■ Material for this task ■
*-*-*

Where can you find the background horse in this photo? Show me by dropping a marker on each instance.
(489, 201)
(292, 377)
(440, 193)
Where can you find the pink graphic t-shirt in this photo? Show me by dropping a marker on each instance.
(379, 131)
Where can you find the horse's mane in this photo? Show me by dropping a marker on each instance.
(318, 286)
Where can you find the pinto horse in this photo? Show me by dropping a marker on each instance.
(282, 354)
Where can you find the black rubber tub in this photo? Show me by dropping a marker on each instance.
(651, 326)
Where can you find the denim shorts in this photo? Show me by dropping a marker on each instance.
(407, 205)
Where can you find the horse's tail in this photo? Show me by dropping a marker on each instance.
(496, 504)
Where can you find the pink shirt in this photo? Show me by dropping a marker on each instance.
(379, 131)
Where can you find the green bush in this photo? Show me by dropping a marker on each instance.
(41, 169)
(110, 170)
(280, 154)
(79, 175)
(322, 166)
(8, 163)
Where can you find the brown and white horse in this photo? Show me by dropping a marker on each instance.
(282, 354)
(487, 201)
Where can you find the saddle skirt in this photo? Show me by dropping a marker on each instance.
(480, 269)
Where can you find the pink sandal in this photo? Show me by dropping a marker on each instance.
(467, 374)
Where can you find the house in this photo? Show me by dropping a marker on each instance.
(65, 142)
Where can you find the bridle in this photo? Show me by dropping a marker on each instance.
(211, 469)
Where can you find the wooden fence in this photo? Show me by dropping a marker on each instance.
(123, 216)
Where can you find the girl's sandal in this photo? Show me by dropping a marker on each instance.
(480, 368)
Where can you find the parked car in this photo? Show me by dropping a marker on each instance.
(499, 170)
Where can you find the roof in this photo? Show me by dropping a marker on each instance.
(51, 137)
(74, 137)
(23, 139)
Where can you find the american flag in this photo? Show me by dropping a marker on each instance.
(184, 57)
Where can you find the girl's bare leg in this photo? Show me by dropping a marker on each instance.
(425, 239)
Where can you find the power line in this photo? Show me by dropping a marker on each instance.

*-*-*

■ Problem to solve ■
Rewrite all of the records above as a numbered list, leaving out any blank lines.

■ Expected answer ■
1. Where can you find the background horse in this photo? Show me by dropping a marker on each instance.
2. (489, 201)
3. (292, 377)
4. (440, 193)
5. Where can you find the pink graphic t-shirt in this photo? Show me by dropping a marker on each instance.
6. (379, 131)
7. Where can you find the horse's mane in this photo? Show me by dropping a marker on each instance.
8. (318, 286)
9. Where can you find the pinto horse in this photo? Show me by dropping a marker on each instance.
10. (282, 354)
11. Where can you find the black rubber tub in this photo? Show me by dropping a marker on each instance.
12. (651, 326)
13. Where can you find the denim shorts in this photo? Show me by dropping a marker on each instance.
14. (407, 205)
15. Where can you find the horse's tail in this photo? Show me by dropping a marker on each instance.
16. (496, 504)
17. Where can you find the pink shirt in this photo? Show me by dropping a marker on each instance.
18. (379, 131)
19. Where can you find the green bush in this photo? Show me by dropping a marker on each instance.
20. (41, 169)
21. (110, 170)
22. (280, 154)
23. (79, 175)
24. (322, 166)
25. (8, 163)
26. Where can you find the brown and white horse in this photo? Show me by dropping a marker on each instance.
27. (282, 354)
28. (487, 201)
29. Where can you find the saddle skirt in this photo? Show me by dropping a marker on each instance.
30. (480, 269)
31. Where can you find the pink sandal in this photo? Show me by dropping a marker on each instance.
32. (467, 374)
33. Where can you find the house in this photo? Show me by dropping a marker on each instance.
34. (65, 142)
35. Where can you find the bridle in this photo? Show me by dropping a marker on each instance.
36. (211, 469)
37. Where can you find the wooden fence in this photo? Show me by dropping a marker on each instance.
38. (123, 216)
39. Where can you find the girl's sandal in this photo? Show me by dropping a marker on each instance.
40. (480, 368)
41. Where can you find the parked car in this photo? Show me by dropping a marker on each instance.
42. (499, 170)
43. Where can you find the roof in this photo? Show me by dropping a marker on each instance.
44. (51, 137)
45. (74, 137)
46. (23, 139)
47. Where can you find the american flag in this photo? Show me by dropping a marker on each instance.
48. (184, 57)
49. Where can you find the girl's bare leg in this photo? Show me by dropping a marker on each instance.
50. (425, 239)
51. Where can you find the power line in this photo? Show me by dropping a marker on each instance.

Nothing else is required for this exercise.